Problems and tasks —
1 – Answer these from the worked solution:
(a) Which function does the question ask you to differentiate twice?
(b) What does the hint say to apply to both sides of the given equation first?
(c) What does log y equal once the rule log a^n = n log a is applied?
2 – Format part of the records as a numbered list with blank lines dropped. Start at the line that contains "Examine the provided image and draw a box around the doorway.", continue through the last line of the records, and omit any pictures.

Question

Find the second derivative of the following function.
\[y={{x}^{{{e}^{x}}}}\]

Answer 1

Hint: Take ‘log’ to both the sides of the given equation. Now, use chain rule and multiplication rule of differentiation, which are given as Chain rule: $\left( f\left( g\left( x \right) \right) \right)'=f'\left( g\left( x \right) \right).g'\left( x \right)$.
Multiplication Rule of differentiation: -
$\dfrac{d}{dx}\left( u\left( x \right).v\left( x \right) \right)=u\left( x \right)\dfrac{dv\left( x \right)}{dx}+v\left( x \right)\dfrac{du\left( x \right)}{dx}$

Complete step by step answer:
We have the given equation as
\[y={{x}^{{{e}^{x}}}}\]-(1)
Now, we can observe that y is an explicit function of type \[{{\left( f\left( x \right) \right)}^{g\left( x \right)}}\].
Hence, we do not have a direct formula for the differentiation of equation (1).
Hence, for these kind of questions we need to take log to both the sides so that it gets easier to differentiate them in following way: -
\[y={{x}^{{{e}^{x}}}}\]
Taking log both sides: -
\[\begin{align}
  & \log y=\log {{x}^{{{e}^{x}}}}=\log {{\left( x \right)}^{{{e}^{x}}}} \\
 & \log y={{e}^{x}}\log x\left( \because \log {{a}^{n}}=n\log a \right) \\
\end{align}\]
Now, we can differentiate the above function to both sides: -
\[\dfrac{d}{dx}\left( \log y \right)=\dfrac{d}{dx}\left( {{e}^{x}}\log x \right)-(2)\]
Let us differentiate LHS and RHS respectively: -
Here, we have to apply chain rule as well i.e. differentiating all the functions involved one by one in following manner: -
\[\dfrac{d}{dx}\left( f\left( g\left( x \right) \right) \right)={{f}^{'}}\left( g\left( x \right).{{g}^{'}}\left( x \right) \right)-(3)\]
For LHS part of equation (2)
\[\begin{align}
  & \dfrac{d}{dx}\left( \log y \right)=\dfrac{1}{y}\dfrac{dy}{dx}\left( \because \dfrac{d}{dx}\left( \log x \right)=\dfrac{1}{x} \right) \\
 & \dfrac{d}{dx}\left( \log y \right)=\dfrac{1}{y}\dfrac{dy}{dx}-(4) \\
\end{align}\]
Now, coming to the RHS part of equation (2)

Extracted material —
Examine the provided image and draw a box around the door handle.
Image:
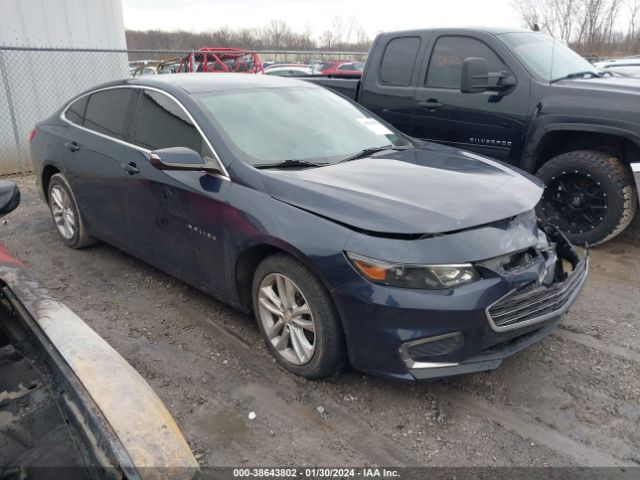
[64,141,80,152]
[122,162,140,175]
[418,98,442,110]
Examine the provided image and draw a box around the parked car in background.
[264,65,313,77]
[0,180,198,479]
[318,62,364,77]
[307,59,326,74]
[157,58,180,75]
[309,28,640,244]
[31,74,588,380]
[177,47,264,73]
[130,65,158,77]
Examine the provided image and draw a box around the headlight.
[347,252,480,290]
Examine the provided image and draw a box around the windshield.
[498,33,598,82]
[197,85,409,165]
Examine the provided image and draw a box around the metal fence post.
[0,49,26,173]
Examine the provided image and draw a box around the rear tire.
[536,150,638,245]
[47,173,96,248]
[252,254,346,379]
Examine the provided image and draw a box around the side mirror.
[149,147,221,173]
[460,57,517,93]
[0,180,20,217]
[460,57,489,93]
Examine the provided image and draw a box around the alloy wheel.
[50,185,77,240]
[541,171,607,234]
[258,273,316,365]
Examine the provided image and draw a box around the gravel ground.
[2,176,640,466]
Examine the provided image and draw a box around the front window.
[192,86,409,166]
[498,33,598,82]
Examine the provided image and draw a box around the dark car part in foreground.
[0,180,198,479]
[31,74,587,379]
[309,28,640,244]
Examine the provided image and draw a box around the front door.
[412,35,530,161]
[62,88,135,248]
[123,90,229,291]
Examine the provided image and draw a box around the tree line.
[126,17,372,52]
[513,0,640,56]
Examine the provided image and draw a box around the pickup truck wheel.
[47,173,96,248]
[536,150,638,245]
[252,254,345,379]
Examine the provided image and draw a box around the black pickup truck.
[309,28,640,244]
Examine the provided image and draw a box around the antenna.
[549,38,556,85]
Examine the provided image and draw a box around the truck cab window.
[380,37,420,86]
[425,37,507,89]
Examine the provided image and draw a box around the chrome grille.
[487,258,588,331]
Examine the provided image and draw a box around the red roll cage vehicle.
[178,47,264,73]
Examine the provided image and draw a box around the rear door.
[123,89,230,291]
[63,88,135,248]
[359,31,428,135]
[412,32,530,161]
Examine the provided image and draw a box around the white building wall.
[0,0,128,174]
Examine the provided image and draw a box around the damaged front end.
[335,210,589,379]
[483,225,589,332]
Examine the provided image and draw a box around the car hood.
[555,77,640,95]
[263,145,542,234]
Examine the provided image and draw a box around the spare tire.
[536,150,638,245]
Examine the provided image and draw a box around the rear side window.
[64,96,89,125]
[380,37,420,85]
[426,37,507,89]
[84,88,134,140]
[134,90,205,156]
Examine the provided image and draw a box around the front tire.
[47,173,96,248]
[252,254,346,379]
[536,150,638,245]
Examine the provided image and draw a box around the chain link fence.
[0,46,366,175]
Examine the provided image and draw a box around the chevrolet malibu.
[31,74,588,380]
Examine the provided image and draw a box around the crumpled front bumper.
[408,236,589,380]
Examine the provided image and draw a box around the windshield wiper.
[550,70,602,83]
[254,160,328,169]
[338,145,411,163]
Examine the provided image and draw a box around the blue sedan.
[31,74,588,380]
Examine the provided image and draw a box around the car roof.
[125,73,320,94]
[381,27,542,37]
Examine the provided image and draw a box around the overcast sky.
[122,0,521,37]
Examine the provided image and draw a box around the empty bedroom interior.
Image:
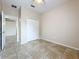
[0,0,79,59]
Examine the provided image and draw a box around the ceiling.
[3,0,68,13]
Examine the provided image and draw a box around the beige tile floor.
[0,39,79,59]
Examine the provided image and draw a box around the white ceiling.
[3,0,68,13]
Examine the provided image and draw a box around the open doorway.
[5,18,17,48]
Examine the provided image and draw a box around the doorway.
[5,18,17,48]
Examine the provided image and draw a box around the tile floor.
[0,38,79,59]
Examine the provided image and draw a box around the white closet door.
[21,19,39,44]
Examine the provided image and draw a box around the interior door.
[2,12,6,49]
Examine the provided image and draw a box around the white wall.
[21,7,39,44]
[41,0,79,49]
[6,21,16,36]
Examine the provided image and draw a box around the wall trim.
[43,39,79,51]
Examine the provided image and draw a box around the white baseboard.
[43,39,79,51]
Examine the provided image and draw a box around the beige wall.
[0,0,2,12]
[41,0,79,49]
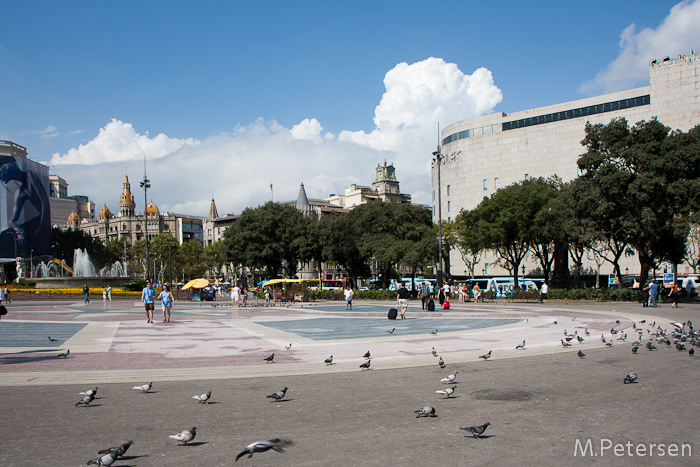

Answers to the exercise —
1 –
(a) y = x^(e^x)
(b) Take log of both sides.
(c) log y = e^x log x

2 –
1. Examine the provided image and draw a box around the doorway.
2. [5,18,17,48]
3. Examine the provided image and draw a box around the tile floor.
4. [0,38,79,59]
5. Examine the provided image and draw a box around the white closet door.
6. [21,19,39,44]
7. Examine the provided image and draw a box around the interior door.
8. [2,12,6,49]
9. Examine the provided image and draw a box around the white wall.
10. [21,7,39,44]
11. [41,0,79,49]
12. [6,21,16,36]
13. Examine the provided image and draw a box around the wall trim.
14. [43,39,79,51]
15. Examine the provided image and draw a box around the white baseboard.
16. [43,39,79,51]
17. Examine the provided image and draw a box around the beige wall.
18. [0,0,2,12]
19. [41,0,79,49]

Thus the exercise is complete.